• _TASK GOAL_: Transcribe the entries in full, keeping each word as it is.

■ ■ ■

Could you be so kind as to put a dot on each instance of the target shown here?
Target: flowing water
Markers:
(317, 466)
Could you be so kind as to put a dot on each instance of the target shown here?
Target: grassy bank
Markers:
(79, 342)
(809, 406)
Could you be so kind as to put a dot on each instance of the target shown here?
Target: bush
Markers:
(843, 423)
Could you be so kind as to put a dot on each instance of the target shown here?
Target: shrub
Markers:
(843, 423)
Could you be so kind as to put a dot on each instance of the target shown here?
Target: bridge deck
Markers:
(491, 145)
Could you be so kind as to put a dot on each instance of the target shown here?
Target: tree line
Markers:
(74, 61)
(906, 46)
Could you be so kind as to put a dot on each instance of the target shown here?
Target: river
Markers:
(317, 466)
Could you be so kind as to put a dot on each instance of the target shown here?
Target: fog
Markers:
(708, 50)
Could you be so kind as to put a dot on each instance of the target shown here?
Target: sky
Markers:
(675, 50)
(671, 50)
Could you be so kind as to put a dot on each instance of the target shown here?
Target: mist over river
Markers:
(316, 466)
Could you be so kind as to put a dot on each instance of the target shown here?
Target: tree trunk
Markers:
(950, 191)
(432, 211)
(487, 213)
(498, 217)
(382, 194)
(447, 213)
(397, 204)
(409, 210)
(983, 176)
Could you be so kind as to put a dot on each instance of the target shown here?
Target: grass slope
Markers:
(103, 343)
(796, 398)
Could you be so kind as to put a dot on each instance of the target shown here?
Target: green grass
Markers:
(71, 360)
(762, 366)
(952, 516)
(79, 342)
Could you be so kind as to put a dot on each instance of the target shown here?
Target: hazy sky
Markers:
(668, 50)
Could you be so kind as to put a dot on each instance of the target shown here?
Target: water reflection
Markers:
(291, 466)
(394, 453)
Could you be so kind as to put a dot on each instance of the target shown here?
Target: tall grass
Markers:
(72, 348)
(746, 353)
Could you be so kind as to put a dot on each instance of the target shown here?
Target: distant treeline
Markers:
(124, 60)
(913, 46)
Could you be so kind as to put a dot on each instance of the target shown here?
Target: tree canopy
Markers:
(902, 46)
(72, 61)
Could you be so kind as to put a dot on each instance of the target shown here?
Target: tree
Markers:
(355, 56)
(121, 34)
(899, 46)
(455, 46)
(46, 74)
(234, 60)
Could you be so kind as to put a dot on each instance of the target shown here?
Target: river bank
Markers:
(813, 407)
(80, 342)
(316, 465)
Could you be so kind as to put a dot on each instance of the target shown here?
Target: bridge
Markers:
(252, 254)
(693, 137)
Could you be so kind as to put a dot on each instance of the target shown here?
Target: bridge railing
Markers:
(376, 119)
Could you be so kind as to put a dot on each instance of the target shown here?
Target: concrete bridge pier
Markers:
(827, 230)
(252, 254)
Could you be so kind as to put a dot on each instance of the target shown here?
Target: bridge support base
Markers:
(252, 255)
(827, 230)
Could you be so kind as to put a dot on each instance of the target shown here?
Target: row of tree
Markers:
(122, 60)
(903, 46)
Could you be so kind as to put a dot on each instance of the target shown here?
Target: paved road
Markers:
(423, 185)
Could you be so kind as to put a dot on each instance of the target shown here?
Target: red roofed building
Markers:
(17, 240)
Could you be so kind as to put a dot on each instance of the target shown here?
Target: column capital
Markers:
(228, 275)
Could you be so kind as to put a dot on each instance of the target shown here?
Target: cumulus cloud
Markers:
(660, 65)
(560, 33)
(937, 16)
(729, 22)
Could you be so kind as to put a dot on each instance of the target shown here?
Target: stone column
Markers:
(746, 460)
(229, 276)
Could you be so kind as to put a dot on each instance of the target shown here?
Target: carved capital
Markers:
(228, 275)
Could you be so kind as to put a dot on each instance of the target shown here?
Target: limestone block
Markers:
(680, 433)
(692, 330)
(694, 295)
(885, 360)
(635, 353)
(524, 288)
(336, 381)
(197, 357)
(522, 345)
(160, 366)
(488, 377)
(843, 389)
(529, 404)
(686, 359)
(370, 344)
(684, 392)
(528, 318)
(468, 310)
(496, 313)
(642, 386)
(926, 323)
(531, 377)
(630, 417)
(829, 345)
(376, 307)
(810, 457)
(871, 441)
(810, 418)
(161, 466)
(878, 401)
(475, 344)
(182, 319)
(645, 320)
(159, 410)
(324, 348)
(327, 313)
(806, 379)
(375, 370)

■ ■ ■

• _TASK OUTPUT_:
Could you be so kind as to put a dot on each instance of the target shown here?
Target: flowing water
Markers:
(317, 466)
Could you be so kind as to put a dot on each instance of the target shown here?
Target: grassy bank
Markers:
(79, 342)
(809, 406)
Could you be so kind as to put a dot on each instance of the target shown here?
Target: bush
Markers:
(843, 423)
Could you be so kind as to put a dot on each instance of the target shown here?
Target: shrub
Markers:
(843, 423)
Could you be so kind as to put a dot on each instance of the target shown here?
Target: bridge deck
Markers:
(491, 145)
Could you be so kind as to put a dot on each instance of the target shown here?
Target: tree line
Markers:
(74, 61)
(906, 46)
Could you be so kind as to put a dot on each instance of the target shown here?
Target: river
Markers:
(317, 466)
Could you be so kind as to put a dot on each instance of the target shown here?
Target: fog
Markers:
(708, 50)
Could you be so kind as to put a dot on each instance of the target shown here?
Target: sky
Markers:
(675, 50)
(671, 50)
Could you be so kind as to put a dot on each instance of the target shown here?
Target: mist over river
Markers:
(316, 466)
Could you be so kind as to put a dot on each instance of the target shown here?
Target: tree trunk
Markers:
(950, 191)
(432, 211)
(487, 213)
(498, 217)
(382, 194)
(447, 213)
(397, 204)
(409, 210)
(983, 176)
Could you be so kind as to put a dot on each instance of the target shown here?
Target: grass slope
Markers:
(103, 343)
(796, 398)
Could you be so kind as to put a dot on each instance of the target shown here?
Target: green grass
Markers:
(71, 360)
(762, 366)
(952, 516)
(79, 342)
Could you be so kind as to put a dot on each instance of the target shown here?
Target: hazy sky
Markers:
(668, 50)
Could you be so kind as to put a dot on each instance of the target shown here?
Target: water reflection
Markers:
(291, 466)
(394, 453)
Could you be so kind as to put a dot on each instance of the target shown here?
Target: tall grass
Markers:
(72, 348)
(746, 353)
Could you be so kind as to put a dot on each instance of the target shown here?
Target: distant treeline
Markers:
(124, 60)
(913, 46)
Could you be so kind as to put a dot on each instance of the target shown here?
Target: tree canopy
Markers:
(902, 46)
(72, 61)
Could you be so kind as to put a dot on each instance of the target shown here?
Target: tree
Markers:
(355, 56)
(121, 34)
(899, 46)
(455, 46)
(46, 74)
(234, 60)
Could you be so kind as to put a dot on each instance of the target shown here?
Target: river bank
Markers:
(813, 407)
(80, 342)
(316, 465)
Could you be so kind as to put a dot on each instance of the target shown here?
Target: bridge
Markers:
(252, 254)
(693, 137)
Could you be so kind as to put a dot on each instance of the target shown here?
Target: bridge railing
Markers:
(376, 119)
Could you be so kind as to put a dot on each instance of the target shown here?
Target: concrete bridge pier
Markers:
(827, 230)
(252, 254)
Could you be so kind as to put a dot on each instance of the target shown here?
Target: bridge support base
Markers:
(252, 255)
(827, 230)
Could you be so kind as to put a dot on each instance of the target shown here?
Target: row of tree
Markers:
(122, 60)
(903, 46)
Could you be so kind as to put a dot on each instance of the target shown here?
Target: paved road
Markers:
(423, 185)
Could you be so kind as to put a dot on each instance of the target shown here?
Target: red roofed building
Markers:
(17, 240)
Could you be so kind as to put a dot on each instance of the target shown here?
Target: column capital
Markers:
(228, 275)
Could you be so kind as to put a dot on each instance of the target shown here?
Target: cumulus cloud
Markers:
(660, 65)
(560, 33)
(937, 16)
(729, 22)
Could you be so kind as to put a dot on each instance of the target shown here?
Target: stone column
Markers:
(746, 460)
(229, 276)
Could you be so kind as to put a dot on each instance of the target shown here?
Target: carved capital
Markers:
(228, 275)
Could you be so kind as to put a dot on each instance of the target shown here?
Target: limestone block
Markers:
(680, 433)
(692, 330)
(694, 295)
(885, 360)
(635, 353)
(524, 288)
(336, 381)
(197, 357)
(522, 345)
(160, 366)
(488, 377)
(843, 389)
(529, 404)
(686, 359)
(370, 344)
(684, 392)
(528, 318)
(468, 310)
(496, 313)
(642, 386)
(926, 323)
(531, 377)
(630, 417)
(829, 345)
(376, 307)
(810, 457)
(871, 441)
(810, 418)
(161, 466)
(878, 401)
(475, 344)
(182, 319)
(645, 320)
(159, 410)
(324, 348)
(327, 313)
(806, 379)
(375, 370)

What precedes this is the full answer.